DOCUMENT EXTRACT ▸
It wasn't long after this that he went missing again. A few weeks later, mummy got a phonecall from him. He said he was staying in Co Monaghan and needed fresh clothes so Aunt Phil and her husband Jim, Aunt Bell and mummy went to the address they had been given. But when when they got to the house, which had originally belonged to the old IRA leader Fergal O'Hanlon, they were simply told that Kevin was not there.

They were allowed to search the house but there was no trace of Kevin; it was as if he'd never been there. And that was to be the last we ever heard of him until the peace process started and it was confirmed – 27 years later – that he'd been murdered. After the Monaghan trip, Aunt Phil and Aunt Bell went to Sinn Fein but they claimed not to know anything. Everywhere it was the same story.

It makes me very angry now to think of Sinn Fein and where the leadership is today. I met with Gerry Adams and he said he'd do everything he could. He's from the same area as me and knew my family well. But his words were hollow.

Mummy's health went downhill rapidly after Monaghan. It's only since I've become a mother myself that I realise what she must have gone through. Kevin was her son – her first-born. She couldn't bear the pain of not knowing what had happened to him. Even if the IRA could have told us at that point that he was dead and returned his body, she at least would have been able to grieve and she might have recovered.

INFORMATION ▸
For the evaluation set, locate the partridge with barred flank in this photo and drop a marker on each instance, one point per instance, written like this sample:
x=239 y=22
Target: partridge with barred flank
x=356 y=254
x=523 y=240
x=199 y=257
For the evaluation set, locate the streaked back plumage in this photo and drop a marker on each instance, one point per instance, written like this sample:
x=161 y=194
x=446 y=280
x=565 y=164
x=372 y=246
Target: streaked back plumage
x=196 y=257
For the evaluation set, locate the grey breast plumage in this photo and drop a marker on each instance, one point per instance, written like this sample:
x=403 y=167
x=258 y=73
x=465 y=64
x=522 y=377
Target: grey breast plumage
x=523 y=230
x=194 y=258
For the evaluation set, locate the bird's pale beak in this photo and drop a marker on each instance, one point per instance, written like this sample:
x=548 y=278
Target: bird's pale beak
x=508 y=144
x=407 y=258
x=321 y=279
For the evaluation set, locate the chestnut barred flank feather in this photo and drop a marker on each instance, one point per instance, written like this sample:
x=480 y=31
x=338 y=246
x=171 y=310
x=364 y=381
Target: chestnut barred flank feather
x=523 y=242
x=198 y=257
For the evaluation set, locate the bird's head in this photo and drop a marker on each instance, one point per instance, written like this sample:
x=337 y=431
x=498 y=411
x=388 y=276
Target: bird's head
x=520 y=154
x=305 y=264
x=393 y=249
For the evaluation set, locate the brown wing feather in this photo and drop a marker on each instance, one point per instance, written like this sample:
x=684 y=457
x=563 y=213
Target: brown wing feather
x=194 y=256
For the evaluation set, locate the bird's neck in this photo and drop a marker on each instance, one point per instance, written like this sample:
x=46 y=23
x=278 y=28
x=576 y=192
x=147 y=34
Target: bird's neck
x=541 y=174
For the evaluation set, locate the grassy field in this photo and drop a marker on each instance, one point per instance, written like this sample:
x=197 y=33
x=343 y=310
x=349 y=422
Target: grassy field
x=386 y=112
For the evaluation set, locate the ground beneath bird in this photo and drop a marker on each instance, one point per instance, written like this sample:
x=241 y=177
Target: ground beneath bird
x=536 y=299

WORK INSTRUCTIONS ▸
(1) In the account of Kevin's disappearance, why did the family go to the house in Co Monaghan? Answer in one to three sentences.
(2) Answer these questions from the account of Kevin's disappearance:
(a) Who did the house in Co Monaghan originally belong to?
(b) How many years passed before it was confirmed that Kevin had been murdered?
(c) Which Sinn Fein figure did the narrator meet?
(3) Write out the account of Kevin's disappearance from "They were allowed" to "words were hollow.", renaming "Sinn Fein" as "the republican movement".

TASK ANSWERS ▸
(1) Kevin phoned to say he was staying in Co Monaghan and needed fresh clothes. So Aunt Phil, her husband Jim, Aunt Bell and the narrator's mother went to the address he had given them.

(2)
(a) The old IRA leader Fergal O'Hanlon
(b) 27 years
(c) Gerry Adams

(3)
They were allowed to search the house but there was no trace of Kevin; it was as if he'd never been there. And that was to be the last we ever heard of him until the peace process started and it was confirmed – 27 years later – that he'd been murdered. After the Monaghan trip, Aunt Phil and Aunt Bell went to the republican movement but they claimed not to know anything. Everywhere it was the same story.

It makes me very angry now to think of the republican movement and where the leadership is today. I met with Gerry Adams and he said he'd do everything he could. He's from the same area as me and knew my family well. But his words were hollow.